DATA SUPPLIED:
----------
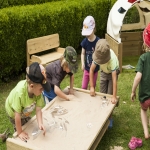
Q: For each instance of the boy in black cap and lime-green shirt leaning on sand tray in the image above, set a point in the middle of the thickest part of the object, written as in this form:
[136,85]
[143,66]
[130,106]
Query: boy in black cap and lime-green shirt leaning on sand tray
[25,97]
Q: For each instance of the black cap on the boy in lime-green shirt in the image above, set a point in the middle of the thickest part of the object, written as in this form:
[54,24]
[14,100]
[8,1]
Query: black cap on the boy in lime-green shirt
[36,76]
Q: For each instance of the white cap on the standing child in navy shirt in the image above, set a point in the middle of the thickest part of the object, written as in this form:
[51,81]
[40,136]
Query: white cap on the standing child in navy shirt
[88,26]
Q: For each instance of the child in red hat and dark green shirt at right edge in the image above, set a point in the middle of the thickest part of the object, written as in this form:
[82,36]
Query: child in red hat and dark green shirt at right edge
[142,79]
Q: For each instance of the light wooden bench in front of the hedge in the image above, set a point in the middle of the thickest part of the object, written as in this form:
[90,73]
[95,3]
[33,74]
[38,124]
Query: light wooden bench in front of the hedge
[42,44]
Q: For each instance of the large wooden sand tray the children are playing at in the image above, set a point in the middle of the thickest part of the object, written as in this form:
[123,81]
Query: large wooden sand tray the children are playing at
[78,124]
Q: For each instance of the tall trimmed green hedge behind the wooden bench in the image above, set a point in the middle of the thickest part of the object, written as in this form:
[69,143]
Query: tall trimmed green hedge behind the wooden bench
[18,24]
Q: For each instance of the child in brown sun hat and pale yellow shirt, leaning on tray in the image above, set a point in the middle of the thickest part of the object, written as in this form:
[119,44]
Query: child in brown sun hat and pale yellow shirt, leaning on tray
[109,70]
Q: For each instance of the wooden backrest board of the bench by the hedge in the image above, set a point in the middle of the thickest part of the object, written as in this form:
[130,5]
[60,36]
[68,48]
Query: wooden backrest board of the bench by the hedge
[42,43]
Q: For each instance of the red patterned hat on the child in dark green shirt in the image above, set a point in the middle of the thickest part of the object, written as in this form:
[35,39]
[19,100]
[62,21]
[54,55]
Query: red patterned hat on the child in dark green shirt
[146,36]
----------
EXERCISE DIRECTIONS:
Every entry above needs to be duplicated exactly, without its images.

RESPONSE:
Q: For each instance of the boy in black cap and lime-green shirt leaning on sand tray in the image above, set a point in the middle of the thickest part of the object, written as in this form:
[136,85]
[143,66]
[130,106]
Query: boy in black cap and lime-green shirt leaning on sand tray
[25,97]
Q: For each instance of the black cap on the boy in lime-green shirt in the image above, set a point in the middle of the thickest part of the object, written as in this form:
[54,24]
[14,100]
[8,1]
Query: black cap on the boy in lime-green shirt
[36,76]
Q: For each instance of the white cap on the standing child in navy shirt in the image above, set a point in the middle of the thickest part of the object, written as in this form:
[51,81]
[40,136]
Query: white cap on the standing child in navy shirt
[88,26]
Q: For each instance of the child in red hat and dark green shirt at right edge in the image above, set a point in the middle of the thickest part of the object, written as in this form:
[82,36]
Query: child in red hat and dark green shirt at right edge
[142,79]
Q: For each instance of the light wooden bench in front of the hedge in the image above, set a point in the middle of the thickest part of the object, written as in this form:
[90,73]
[95,3]
[33,74]
[38,124]
Query: light wooden bench in front of the hedge
[42,44]
Q: For each instance of the large wooden sand tray the children are playing at in the image above, set a point in the middle of the thickest part of the object, written as in this form:
[123,81]
Query: large wooden sand tray the children are playing at
[78,124]
Q: For each instance of the tall trimmed green hedge behind the wooden bench in the image above, set a point in the middle of the thickest part of the object, written as in this form:
[69,143]
Query: tall trimmed green hedge behind the wooden bench
[18,24]
Q: For each instance of the child in brown sun hat and pale yellow shirt, leaning on tray in the image above, set a point in the middle of the thickest part of the object, written as in this form:
[119,44]
Query: child in brown sun hat and pale yellow shirt, leaning on tray
[109,70]
Q: For each instance of the wooden backrest board of the bench by the hedge in the image above, set a point in the middle of the thickest part of the object, written as in this form:
[130,5]
[60,36]
[68,48]
Query: wooden backrest board of the bench by the hedge
[42,43]
Q: For each instance of the red patterned hat on the child in dark green shirt in the image above, set a point in the middle of the thickest part of the object, written as in this form:
[35,39]
[19,100]
[62,21]
[54,55]
Query: red patterned hat on the child in dark green shirt
[146,36]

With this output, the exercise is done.